レイソルの若手を「ビシッと叱る」。大谷秀和の存在が戴冠へのカギ (2ページ目)

  • 小宮良之●文 text by Komiya Yoshiyuki
  • photo by Getty Images


柏レイソルを引っ張るのは、チームの精神的で支柱である大谷秀和柏レイソルを引っ張るのは、チームの精神的で支柱である大谷秀和 勝負の機微を心得た存在は、若いチームに欠かせない。例えば、若手が我を失ってPKを与えたときに、面と向かって叱れる。大谷がいるだけで、チームは攻守に締まりが出るのだ。

「人を見て言っているんですけどね。うるさがられているかもしれません(笑)。基本は怒るよりも持ち上げ、気持ちよくやらせてあげたいんですけど」

 そう語る主将の存在が、柏の分水嶺と言ってもいい。

 事実、ファーストステージで柏が失速した時期は、大谷が左膝の怪我で戦線離脱したタイミングと符合している。第12節から最終節までの6試合、大谷不在の柏は1勝2分け3敗で地を這った。ベガルタ仙台、名古屋グランパス、湘南ベルマーレなど下位チームとの対戦だったが、勝負弱さを露呈。ひとつひとつのプレーが軽くなって守備から崩れ、勝利から見放されたのである。
==================================================
> _問題 1_:
データのうち「Target: yellow bin」を含む行から、データの最後の行まで、全部を書き直してください。その際「life ring」だけを「lifebuoy」に変え、ほかは一字も変えないでください。
上の記事と、このあとのデータは、互いに関係のない別々の素材です。

[ポイント指定データの抜粋]
==================================================
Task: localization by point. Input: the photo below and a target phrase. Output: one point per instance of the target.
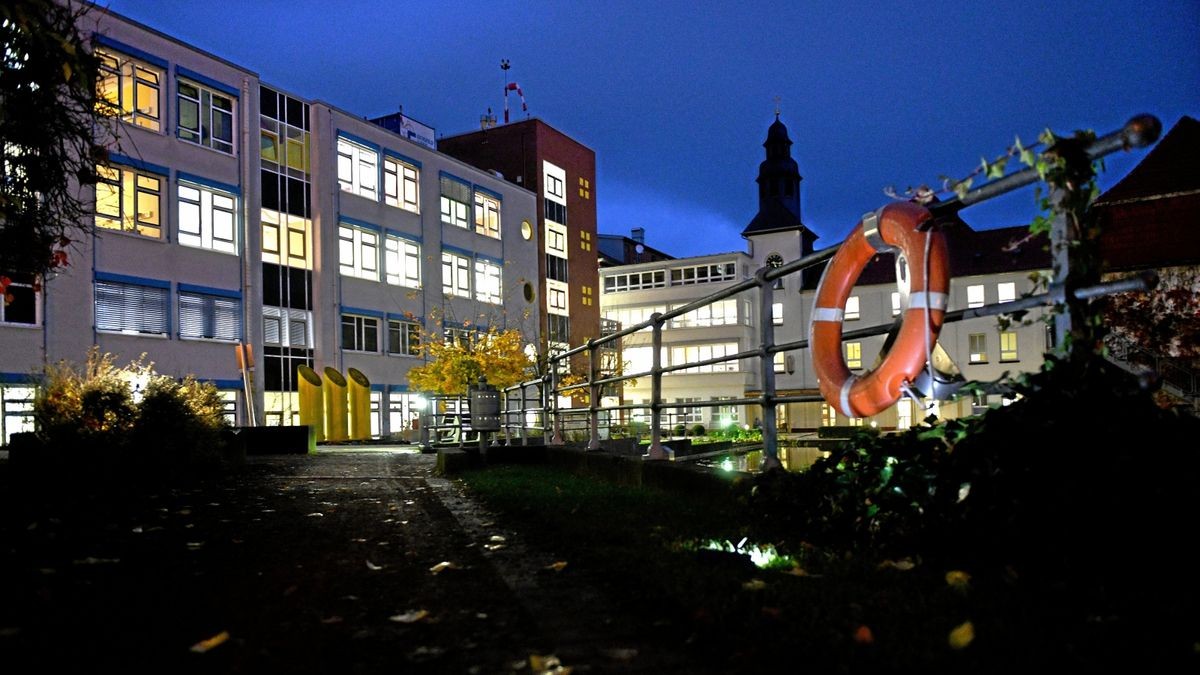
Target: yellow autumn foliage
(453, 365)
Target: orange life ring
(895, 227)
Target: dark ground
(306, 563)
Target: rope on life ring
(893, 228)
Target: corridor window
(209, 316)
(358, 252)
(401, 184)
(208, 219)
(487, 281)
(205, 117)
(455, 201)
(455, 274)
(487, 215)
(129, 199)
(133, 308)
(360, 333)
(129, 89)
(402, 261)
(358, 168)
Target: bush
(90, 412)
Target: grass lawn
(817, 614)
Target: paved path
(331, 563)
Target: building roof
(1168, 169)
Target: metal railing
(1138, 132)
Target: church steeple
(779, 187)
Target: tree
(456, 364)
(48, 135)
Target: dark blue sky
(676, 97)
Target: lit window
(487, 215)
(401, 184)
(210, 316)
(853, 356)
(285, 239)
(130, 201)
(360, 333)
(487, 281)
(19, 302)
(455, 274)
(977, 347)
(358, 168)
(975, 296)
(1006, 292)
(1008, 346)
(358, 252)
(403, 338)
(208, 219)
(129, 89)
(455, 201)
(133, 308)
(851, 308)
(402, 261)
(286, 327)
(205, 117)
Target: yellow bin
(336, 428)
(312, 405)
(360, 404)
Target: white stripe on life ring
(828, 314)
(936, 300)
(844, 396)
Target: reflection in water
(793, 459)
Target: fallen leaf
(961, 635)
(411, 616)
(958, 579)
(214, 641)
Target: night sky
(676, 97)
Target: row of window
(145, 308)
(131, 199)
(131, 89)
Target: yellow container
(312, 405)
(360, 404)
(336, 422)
==================================================
> _問題 2_:
大谷秀和について書かれた記事を、最後の文のあとから続けて書いてください。

> _解答 1_:
Target: yellow bin
(336, 428)
(312, 405)
(360, 404)
Target: white stripe on lifebuoy
(828, 314)
(936, 300)
(844, 396)
Target: reflection in water
(793, 459)
Target: fallen leaf
(961, 635)
(411, 616)
(958, 579)
(214, 641)
Target: night sky
(676, 97)
Target: row of window
(145, 308)
(131, 199)
(131, 89)
Target: yellow container
(312, 405)
(360, 404)
(336, 422)

> _解答 2_:
 柏は下部組織から徹底して、ポゼッションゲームを志向している。それはひとつのアドバンテージと言えるだろう。しかし、選手がボールを持つことだけに執着してしまう傾向もある。

「ボールを持ちたいなら、持っていないときの圧力も高めないと。逞しさ、タフさが足りない。例えば、ネルシーニョのときのチームは、まず相手のよさを消す、というのがあった。でも、ポゼッションをしていなかったわけではない。2011年クラブW杯(準決勝)では、サントス(ブラジル)よりもポゼッションは高かったくらいで」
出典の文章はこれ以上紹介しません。